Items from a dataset
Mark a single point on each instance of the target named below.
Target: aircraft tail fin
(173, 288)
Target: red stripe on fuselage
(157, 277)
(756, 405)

TO BE DONE
Write out every item above, keeping each line unchanged.

EXPECTED ANSWER
Mark a single point on each instance of the target named below.
Target: aircraft tail fin
(173, 288)
Target: red stripe on fuselage
(157, 277)
(756, 405)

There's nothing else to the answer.